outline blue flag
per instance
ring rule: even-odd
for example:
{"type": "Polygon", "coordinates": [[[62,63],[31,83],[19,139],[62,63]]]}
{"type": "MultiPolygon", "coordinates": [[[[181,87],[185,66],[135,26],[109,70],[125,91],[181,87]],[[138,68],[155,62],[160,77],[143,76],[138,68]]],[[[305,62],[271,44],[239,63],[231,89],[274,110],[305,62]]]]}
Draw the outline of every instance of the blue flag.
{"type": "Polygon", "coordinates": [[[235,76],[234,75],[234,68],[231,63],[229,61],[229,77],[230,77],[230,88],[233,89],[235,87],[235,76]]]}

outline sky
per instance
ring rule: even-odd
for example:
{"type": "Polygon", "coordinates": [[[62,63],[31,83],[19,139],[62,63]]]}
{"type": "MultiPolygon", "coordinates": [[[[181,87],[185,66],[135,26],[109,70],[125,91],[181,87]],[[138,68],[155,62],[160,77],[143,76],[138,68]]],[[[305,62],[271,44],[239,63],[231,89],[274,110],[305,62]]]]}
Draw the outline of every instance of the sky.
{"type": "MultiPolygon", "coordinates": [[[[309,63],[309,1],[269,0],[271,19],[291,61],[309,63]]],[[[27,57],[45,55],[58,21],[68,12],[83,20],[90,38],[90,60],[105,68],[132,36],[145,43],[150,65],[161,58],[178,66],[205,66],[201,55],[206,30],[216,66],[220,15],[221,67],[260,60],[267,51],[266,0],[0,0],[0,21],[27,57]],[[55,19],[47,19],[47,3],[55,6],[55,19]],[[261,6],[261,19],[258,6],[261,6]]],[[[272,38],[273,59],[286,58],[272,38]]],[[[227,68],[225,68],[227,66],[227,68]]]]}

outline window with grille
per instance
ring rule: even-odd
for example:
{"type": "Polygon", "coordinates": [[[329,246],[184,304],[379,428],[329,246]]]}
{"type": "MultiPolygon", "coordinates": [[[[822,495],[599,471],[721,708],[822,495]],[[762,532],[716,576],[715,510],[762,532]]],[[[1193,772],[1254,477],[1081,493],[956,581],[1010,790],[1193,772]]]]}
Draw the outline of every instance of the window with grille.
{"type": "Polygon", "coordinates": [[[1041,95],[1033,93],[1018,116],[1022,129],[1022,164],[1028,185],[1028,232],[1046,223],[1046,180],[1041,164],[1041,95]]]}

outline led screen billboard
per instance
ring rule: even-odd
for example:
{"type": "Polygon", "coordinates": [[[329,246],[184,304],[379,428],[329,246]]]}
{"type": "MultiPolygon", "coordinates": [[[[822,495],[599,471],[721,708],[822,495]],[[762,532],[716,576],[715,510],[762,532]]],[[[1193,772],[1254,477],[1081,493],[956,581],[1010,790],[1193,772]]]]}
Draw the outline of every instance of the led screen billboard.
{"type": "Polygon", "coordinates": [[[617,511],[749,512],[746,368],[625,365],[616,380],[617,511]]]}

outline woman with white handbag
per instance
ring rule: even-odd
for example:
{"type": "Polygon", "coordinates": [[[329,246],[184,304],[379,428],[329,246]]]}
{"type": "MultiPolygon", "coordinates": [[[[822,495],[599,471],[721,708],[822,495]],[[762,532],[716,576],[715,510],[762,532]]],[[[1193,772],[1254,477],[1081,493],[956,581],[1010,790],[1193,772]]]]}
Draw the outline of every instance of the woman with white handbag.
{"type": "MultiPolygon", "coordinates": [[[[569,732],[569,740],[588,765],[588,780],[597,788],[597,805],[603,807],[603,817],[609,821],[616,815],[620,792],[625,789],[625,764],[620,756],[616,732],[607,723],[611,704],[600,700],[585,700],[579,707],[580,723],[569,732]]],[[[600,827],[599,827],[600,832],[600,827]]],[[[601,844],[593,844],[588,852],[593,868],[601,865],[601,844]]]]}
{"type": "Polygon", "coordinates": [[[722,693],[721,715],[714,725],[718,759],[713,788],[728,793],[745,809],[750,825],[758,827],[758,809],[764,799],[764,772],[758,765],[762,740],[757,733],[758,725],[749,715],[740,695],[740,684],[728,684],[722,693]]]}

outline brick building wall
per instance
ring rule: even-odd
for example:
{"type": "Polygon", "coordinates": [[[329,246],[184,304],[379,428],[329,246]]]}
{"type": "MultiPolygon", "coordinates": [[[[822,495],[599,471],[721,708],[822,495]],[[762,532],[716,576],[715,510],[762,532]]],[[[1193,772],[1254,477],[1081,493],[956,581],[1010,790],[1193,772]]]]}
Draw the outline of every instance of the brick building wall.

------------------------------------------------------------------------

OBJETIVO => Devolva cada linha do material acima que contenha a palavra "every".

RESULTADO DA TAREFA =>
Draw the outline of every instance of the blue flag.
Draw the outline of every instance of the sky.
Draw the outline of every instance of the window with grille.
Draw the outline of every instance of the led screen billboard.
Draw the outline of every instance of the woman with white handbag.
Draw the outline of every instance of the brick building wall.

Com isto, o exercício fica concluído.